■ **Task to complete**:
Respond with exact copies of the lines running from the line that contains "In this photo, each instance of the beige" to the end of the material.
___
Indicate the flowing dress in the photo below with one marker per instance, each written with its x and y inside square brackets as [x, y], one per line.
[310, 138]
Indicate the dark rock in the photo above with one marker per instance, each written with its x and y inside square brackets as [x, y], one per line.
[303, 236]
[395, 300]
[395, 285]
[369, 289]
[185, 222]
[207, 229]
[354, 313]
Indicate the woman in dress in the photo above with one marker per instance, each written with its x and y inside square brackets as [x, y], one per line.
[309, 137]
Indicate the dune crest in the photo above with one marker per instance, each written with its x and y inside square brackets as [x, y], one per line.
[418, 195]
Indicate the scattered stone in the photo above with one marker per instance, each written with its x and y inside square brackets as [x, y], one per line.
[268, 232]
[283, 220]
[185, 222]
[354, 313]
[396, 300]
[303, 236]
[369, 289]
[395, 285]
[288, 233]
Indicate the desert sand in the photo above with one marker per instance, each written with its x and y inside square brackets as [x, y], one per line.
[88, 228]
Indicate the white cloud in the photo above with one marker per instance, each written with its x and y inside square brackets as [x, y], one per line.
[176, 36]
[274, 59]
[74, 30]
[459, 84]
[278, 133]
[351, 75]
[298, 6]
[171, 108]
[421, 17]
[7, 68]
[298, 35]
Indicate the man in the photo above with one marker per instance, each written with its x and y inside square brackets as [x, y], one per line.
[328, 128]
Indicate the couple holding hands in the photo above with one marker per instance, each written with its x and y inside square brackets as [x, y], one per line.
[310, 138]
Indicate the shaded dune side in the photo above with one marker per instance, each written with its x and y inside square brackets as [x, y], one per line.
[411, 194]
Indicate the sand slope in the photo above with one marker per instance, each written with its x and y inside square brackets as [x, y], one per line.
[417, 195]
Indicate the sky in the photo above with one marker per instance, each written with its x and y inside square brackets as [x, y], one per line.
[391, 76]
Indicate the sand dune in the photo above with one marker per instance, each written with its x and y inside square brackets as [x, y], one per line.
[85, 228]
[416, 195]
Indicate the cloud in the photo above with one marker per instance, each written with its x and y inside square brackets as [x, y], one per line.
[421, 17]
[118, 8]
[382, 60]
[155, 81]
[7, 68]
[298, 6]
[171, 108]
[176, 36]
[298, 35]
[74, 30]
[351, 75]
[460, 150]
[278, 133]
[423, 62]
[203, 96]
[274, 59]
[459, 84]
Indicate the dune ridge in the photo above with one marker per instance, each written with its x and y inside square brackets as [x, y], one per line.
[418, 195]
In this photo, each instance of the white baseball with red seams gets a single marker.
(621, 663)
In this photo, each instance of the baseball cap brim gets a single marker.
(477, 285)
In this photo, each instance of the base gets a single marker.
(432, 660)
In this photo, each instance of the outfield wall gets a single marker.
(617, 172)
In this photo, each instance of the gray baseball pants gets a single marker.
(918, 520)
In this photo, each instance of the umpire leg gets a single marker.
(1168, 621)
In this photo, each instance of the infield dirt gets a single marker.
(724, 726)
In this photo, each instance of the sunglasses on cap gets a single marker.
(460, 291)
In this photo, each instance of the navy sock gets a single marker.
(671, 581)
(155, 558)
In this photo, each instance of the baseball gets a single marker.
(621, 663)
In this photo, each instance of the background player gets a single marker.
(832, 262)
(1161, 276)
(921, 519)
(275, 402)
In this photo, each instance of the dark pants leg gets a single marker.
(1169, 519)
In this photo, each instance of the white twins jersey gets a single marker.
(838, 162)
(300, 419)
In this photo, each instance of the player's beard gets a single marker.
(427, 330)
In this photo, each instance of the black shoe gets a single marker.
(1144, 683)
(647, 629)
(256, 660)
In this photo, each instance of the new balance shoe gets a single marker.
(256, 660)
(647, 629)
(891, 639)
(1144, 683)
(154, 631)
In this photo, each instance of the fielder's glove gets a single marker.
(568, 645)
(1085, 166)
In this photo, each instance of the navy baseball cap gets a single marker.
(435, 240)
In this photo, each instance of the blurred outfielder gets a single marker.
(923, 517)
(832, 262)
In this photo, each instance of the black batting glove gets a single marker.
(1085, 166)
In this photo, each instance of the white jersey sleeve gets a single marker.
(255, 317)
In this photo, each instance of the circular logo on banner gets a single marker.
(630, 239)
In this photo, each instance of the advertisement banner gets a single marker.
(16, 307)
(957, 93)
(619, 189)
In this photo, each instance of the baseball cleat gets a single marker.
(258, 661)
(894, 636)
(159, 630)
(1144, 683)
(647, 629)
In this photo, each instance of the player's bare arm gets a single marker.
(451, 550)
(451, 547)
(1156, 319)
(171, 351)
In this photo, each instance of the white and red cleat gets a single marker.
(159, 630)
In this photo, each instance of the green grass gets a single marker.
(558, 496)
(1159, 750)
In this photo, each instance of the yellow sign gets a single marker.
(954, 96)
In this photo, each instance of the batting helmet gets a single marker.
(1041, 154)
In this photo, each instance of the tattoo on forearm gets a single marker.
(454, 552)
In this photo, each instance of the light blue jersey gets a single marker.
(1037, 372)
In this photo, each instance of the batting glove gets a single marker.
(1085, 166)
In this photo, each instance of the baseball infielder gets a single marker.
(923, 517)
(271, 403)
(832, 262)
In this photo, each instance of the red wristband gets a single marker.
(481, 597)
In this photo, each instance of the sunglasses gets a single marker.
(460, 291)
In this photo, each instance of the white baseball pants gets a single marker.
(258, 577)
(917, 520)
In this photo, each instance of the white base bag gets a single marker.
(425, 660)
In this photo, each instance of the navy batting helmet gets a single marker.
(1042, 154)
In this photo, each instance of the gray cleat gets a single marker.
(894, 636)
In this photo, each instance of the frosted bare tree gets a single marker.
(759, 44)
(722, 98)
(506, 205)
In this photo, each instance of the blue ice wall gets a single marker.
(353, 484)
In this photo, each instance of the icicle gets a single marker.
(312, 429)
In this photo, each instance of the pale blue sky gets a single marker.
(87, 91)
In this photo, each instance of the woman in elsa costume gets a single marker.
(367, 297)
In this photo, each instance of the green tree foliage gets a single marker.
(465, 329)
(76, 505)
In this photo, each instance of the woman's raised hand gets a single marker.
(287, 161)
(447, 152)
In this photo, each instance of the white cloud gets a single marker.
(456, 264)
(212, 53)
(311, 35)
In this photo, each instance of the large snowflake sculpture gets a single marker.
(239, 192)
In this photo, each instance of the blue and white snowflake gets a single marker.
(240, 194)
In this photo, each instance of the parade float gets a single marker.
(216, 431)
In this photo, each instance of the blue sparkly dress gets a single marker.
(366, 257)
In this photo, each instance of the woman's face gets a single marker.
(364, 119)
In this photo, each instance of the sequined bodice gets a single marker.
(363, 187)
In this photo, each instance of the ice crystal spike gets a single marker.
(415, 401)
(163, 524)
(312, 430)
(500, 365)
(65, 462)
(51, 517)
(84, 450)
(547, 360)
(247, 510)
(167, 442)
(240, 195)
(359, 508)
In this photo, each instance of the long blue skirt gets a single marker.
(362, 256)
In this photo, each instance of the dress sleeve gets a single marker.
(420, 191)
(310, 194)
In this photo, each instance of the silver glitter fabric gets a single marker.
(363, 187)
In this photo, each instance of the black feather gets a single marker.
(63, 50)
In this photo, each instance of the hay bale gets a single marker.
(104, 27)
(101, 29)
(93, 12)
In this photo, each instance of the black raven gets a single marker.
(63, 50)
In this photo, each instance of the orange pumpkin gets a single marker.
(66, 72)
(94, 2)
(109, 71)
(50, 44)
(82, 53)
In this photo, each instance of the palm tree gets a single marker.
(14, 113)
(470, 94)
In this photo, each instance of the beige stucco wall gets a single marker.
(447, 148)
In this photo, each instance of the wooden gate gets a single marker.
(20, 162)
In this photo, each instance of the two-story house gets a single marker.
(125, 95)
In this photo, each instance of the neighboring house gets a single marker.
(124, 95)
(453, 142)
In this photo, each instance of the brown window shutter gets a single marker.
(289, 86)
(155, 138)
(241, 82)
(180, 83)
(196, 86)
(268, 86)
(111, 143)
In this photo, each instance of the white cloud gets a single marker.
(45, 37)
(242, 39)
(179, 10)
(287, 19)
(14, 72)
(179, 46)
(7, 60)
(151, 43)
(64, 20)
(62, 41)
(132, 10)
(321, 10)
___
■ **Task response**:
In this photo, each instance of the beige stucco wall gets a single marker.
(447, 148)
In this photo, each instance of the wooden gate gets a single marker.
(20, 162)
In this photo, each instance of the two-story house gets a single marker.
(125, 95)
In this photo, each instance of the neighboring house gets a single marker.
(124, 95)
(453, 142)
In this photo, each instance of the brown window shutter gets a single marker.
(289, 86)
(155, 138)
(241, 82)
(180, 83)
(196, 86)
(268, 86)
(111, 143)
In this photo, each instance of the white cloud gets a single marker.
(45, 37)
(242, 39)
(179, 10)
(287, 19)
(14, 72)
(179, 46)
(7, 60)
(151, 43)
(64, 20)
(62, 41)
(132, 10)
(321, 10)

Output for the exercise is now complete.